What you should do: After checking the listing below, say how many of its lines contain the string "entry". Only the number is needed.

Dataset records:

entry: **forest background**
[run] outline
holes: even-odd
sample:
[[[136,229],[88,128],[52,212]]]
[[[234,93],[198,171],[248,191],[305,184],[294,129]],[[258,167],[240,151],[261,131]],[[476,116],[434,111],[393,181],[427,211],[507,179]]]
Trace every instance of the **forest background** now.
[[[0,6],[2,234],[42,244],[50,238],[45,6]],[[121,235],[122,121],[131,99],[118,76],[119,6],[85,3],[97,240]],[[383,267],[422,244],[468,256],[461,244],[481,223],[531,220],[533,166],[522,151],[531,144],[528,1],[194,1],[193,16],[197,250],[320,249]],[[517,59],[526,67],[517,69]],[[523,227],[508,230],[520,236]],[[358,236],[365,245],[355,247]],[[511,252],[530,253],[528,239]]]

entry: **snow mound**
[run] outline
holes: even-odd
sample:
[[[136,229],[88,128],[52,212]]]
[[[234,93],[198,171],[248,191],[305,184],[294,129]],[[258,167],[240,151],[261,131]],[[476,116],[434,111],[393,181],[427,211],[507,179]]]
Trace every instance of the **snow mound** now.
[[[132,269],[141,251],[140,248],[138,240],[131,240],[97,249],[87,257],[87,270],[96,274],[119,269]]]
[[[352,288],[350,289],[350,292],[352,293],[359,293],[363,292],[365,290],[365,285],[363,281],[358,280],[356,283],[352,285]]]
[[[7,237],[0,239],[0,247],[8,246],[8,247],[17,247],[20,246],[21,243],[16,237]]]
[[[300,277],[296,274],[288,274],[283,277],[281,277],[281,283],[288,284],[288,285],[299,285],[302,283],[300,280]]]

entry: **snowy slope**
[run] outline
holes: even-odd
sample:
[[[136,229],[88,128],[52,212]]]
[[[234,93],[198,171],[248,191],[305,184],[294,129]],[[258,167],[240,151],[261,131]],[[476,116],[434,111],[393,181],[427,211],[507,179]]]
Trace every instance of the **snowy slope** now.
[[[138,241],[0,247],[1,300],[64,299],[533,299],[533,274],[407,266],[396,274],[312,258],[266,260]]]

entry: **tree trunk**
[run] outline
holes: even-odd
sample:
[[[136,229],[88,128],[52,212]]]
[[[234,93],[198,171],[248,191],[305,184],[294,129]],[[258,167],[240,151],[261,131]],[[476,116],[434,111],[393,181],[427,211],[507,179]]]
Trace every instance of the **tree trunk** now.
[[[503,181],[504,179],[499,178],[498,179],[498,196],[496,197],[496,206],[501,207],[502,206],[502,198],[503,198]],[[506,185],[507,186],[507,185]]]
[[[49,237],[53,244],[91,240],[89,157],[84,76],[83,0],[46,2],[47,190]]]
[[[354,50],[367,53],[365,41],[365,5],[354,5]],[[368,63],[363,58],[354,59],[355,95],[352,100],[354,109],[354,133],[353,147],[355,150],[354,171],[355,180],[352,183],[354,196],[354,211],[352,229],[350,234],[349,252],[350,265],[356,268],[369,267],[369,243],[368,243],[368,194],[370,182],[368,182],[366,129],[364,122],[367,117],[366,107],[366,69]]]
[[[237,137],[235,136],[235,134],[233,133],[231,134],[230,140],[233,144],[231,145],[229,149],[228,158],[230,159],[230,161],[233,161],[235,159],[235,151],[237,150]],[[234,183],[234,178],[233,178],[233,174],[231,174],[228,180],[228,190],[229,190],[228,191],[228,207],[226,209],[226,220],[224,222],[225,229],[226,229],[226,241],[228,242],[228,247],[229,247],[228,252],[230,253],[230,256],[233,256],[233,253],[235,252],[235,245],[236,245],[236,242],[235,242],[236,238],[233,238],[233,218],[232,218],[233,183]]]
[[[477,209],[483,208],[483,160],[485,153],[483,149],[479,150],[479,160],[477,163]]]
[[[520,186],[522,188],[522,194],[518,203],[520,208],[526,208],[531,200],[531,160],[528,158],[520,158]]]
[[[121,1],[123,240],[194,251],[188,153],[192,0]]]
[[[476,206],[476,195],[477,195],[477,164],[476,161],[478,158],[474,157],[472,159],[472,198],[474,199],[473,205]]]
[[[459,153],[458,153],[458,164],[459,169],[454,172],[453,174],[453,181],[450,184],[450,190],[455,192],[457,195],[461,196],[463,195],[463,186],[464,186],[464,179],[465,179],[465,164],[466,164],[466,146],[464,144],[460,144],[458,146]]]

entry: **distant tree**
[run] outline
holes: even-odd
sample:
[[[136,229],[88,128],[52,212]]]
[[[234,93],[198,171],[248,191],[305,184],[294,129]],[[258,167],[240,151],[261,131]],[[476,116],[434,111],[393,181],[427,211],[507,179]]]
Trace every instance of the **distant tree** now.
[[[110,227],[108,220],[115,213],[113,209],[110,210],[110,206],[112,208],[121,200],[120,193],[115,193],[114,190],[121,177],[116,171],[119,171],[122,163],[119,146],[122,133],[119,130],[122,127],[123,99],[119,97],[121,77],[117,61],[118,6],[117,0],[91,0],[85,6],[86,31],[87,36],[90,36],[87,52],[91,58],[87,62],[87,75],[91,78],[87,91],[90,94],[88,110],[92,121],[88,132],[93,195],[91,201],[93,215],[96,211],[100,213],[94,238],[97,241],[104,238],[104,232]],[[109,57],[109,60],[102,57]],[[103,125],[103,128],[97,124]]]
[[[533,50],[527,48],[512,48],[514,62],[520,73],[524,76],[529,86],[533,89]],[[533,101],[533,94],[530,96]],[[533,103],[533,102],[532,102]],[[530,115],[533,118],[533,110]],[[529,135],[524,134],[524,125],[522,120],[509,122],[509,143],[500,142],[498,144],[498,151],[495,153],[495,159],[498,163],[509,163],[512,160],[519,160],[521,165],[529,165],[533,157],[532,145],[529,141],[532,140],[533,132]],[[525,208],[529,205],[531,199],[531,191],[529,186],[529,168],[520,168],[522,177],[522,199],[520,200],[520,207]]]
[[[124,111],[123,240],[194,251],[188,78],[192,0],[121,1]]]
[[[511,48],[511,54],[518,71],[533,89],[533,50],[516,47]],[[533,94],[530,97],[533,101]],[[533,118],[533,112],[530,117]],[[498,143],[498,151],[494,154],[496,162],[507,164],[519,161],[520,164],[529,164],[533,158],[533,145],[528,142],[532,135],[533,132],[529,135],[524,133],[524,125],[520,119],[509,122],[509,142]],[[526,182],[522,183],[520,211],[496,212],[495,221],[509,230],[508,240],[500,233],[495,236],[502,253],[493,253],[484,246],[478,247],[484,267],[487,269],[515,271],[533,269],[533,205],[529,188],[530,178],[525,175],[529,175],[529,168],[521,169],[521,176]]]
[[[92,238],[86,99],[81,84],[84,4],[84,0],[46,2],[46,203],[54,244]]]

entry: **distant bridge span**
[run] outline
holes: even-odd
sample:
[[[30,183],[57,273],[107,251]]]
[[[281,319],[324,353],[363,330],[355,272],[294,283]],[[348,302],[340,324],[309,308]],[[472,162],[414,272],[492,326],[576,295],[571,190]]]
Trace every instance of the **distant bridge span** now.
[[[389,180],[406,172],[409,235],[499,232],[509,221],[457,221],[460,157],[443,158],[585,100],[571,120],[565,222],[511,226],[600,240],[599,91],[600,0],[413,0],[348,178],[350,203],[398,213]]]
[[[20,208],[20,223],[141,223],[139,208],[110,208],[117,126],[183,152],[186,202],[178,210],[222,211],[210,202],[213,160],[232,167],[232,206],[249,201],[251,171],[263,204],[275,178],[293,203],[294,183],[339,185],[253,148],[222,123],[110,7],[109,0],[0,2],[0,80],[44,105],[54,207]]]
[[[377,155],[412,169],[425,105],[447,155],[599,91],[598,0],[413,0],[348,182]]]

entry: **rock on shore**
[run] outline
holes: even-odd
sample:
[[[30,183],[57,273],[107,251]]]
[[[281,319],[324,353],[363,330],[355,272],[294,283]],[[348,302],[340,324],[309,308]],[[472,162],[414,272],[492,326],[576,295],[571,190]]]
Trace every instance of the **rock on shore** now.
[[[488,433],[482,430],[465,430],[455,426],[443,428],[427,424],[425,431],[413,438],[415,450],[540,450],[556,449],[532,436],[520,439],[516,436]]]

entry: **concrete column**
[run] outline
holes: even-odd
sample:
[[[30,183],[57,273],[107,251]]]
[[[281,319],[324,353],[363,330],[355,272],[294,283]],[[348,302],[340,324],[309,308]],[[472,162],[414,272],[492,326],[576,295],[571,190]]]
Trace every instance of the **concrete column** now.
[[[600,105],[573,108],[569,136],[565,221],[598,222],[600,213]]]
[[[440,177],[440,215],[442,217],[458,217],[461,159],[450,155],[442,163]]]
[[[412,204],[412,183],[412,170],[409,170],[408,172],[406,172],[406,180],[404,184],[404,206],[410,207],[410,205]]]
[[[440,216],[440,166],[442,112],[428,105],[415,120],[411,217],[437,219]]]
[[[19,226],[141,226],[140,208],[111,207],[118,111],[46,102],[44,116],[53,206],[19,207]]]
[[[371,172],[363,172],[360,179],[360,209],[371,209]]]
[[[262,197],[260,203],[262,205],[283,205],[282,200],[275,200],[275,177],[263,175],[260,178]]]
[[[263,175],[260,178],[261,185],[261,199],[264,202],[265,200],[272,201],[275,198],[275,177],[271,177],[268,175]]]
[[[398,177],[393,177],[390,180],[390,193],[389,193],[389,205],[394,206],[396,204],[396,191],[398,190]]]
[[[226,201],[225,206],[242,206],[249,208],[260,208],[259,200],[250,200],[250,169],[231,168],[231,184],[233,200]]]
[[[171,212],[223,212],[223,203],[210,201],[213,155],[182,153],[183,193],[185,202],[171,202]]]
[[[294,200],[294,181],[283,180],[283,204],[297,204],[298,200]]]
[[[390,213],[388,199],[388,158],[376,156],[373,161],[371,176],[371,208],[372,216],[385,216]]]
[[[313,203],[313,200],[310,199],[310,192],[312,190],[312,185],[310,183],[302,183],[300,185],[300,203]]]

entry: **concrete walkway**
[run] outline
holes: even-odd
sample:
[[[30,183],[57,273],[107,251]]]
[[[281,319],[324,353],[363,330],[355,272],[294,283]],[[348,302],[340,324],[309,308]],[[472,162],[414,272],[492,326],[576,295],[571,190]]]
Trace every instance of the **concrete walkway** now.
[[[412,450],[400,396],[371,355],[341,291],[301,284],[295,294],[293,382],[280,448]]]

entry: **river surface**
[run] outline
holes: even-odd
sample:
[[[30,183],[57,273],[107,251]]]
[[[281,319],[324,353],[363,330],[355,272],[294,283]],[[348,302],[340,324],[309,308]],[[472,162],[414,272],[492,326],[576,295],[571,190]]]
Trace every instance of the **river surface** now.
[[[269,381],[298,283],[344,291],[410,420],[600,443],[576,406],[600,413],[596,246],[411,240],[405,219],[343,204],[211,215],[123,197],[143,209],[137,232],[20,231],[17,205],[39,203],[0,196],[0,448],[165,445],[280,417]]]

Answer to this exercise: 10